DATA SUPPLIED:
— START —
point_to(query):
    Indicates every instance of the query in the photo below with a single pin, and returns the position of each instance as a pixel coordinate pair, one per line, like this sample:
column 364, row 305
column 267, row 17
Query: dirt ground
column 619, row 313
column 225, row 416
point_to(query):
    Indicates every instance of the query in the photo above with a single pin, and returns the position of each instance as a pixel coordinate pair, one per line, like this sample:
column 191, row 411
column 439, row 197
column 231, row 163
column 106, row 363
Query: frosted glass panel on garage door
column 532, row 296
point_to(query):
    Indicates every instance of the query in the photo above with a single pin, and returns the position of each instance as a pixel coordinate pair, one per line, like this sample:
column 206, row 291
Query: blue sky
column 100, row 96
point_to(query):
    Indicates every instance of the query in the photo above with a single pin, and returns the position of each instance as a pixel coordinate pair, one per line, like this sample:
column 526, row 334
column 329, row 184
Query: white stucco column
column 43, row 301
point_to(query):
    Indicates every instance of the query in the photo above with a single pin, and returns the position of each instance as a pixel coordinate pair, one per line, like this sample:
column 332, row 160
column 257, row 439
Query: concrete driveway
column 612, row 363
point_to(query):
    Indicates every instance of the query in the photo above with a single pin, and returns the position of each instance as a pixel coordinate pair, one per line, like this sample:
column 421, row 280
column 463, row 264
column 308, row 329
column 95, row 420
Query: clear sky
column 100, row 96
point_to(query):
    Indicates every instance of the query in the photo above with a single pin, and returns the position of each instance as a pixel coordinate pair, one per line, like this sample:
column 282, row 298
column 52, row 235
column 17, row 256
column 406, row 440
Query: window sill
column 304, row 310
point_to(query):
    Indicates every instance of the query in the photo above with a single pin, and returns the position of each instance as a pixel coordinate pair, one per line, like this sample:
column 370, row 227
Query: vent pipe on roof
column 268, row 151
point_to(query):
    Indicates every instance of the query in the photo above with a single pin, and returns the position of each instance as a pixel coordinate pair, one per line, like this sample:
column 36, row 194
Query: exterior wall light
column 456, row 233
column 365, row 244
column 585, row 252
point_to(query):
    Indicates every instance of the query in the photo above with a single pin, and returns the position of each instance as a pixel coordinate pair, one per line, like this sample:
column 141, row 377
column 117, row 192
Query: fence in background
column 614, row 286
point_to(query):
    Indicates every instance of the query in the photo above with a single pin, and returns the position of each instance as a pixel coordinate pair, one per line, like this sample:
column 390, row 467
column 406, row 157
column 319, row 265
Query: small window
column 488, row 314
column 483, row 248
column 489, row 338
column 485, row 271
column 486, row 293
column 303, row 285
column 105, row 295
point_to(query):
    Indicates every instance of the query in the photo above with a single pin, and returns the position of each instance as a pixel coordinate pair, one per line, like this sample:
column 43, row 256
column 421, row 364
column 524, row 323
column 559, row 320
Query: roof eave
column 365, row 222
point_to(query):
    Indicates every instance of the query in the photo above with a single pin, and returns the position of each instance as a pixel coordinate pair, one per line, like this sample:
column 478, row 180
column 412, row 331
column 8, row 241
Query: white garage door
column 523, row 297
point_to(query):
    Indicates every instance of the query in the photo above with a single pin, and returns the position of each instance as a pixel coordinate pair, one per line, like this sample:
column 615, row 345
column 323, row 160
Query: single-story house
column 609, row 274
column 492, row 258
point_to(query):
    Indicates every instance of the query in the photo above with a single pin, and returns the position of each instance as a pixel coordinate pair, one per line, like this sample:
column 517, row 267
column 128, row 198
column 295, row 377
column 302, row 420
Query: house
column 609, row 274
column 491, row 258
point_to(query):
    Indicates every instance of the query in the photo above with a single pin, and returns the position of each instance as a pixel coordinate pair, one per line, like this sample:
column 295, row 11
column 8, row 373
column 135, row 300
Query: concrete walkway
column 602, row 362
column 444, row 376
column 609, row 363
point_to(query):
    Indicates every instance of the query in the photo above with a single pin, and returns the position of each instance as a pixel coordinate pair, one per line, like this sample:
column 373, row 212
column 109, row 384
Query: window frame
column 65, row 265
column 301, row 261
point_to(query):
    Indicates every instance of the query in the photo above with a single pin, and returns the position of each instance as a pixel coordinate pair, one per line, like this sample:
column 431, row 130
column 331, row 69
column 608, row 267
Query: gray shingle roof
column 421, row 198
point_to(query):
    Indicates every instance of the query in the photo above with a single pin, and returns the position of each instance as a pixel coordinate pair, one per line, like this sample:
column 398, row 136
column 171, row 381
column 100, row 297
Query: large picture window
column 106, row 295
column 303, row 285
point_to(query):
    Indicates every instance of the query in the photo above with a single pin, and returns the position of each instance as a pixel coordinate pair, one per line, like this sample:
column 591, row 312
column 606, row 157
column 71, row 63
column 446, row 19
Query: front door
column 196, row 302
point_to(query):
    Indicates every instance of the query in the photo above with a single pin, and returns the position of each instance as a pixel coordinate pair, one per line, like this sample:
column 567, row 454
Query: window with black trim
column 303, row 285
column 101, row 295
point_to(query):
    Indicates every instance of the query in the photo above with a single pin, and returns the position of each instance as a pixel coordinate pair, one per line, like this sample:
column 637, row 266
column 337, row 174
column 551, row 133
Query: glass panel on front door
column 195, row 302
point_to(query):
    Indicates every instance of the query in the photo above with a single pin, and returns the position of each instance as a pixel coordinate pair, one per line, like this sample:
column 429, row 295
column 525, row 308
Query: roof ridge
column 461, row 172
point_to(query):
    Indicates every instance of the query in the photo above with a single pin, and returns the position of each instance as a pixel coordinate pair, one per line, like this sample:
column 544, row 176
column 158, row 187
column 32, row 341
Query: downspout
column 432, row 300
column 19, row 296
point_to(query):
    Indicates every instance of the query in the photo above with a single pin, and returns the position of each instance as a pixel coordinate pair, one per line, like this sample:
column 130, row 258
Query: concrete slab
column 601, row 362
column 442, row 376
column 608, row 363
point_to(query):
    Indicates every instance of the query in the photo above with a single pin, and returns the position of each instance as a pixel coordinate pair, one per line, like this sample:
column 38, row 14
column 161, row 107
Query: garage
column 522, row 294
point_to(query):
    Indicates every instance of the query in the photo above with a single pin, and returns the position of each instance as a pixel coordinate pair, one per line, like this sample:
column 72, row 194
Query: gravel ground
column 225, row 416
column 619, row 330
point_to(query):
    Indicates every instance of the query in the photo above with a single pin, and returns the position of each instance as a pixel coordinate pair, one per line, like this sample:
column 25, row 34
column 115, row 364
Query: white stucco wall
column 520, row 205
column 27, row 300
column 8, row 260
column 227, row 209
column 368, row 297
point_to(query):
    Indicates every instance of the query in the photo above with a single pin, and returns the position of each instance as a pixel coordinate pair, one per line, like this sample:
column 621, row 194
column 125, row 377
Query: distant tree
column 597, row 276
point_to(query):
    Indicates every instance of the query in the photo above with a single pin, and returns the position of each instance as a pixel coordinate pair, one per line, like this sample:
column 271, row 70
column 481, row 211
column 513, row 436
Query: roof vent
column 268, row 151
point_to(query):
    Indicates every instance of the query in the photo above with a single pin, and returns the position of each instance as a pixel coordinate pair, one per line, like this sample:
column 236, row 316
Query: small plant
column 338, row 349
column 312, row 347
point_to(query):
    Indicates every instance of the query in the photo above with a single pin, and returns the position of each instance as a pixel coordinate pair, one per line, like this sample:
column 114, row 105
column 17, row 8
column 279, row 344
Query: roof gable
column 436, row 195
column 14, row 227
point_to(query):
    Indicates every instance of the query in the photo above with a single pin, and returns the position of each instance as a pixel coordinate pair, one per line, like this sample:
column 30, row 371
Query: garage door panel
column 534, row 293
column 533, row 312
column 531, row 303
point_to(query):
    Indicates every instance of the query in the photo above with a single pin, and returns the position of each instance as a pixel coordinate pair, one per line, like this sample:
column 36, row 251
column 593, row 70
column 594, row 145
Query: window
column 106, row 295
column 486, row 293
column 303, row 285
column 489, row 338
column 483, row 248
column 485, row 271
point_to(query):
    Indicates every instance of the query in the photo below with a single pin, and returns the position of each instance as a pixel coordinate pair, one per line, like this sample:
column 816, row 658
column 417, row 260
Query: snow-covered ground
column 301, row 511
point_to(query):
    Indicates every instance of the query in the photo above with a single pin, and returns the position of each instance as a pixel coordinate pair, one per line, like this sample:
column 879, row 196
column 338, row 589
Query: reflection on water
— END —
How many lines in the data above contain the string "front"? Reply with the number only.

2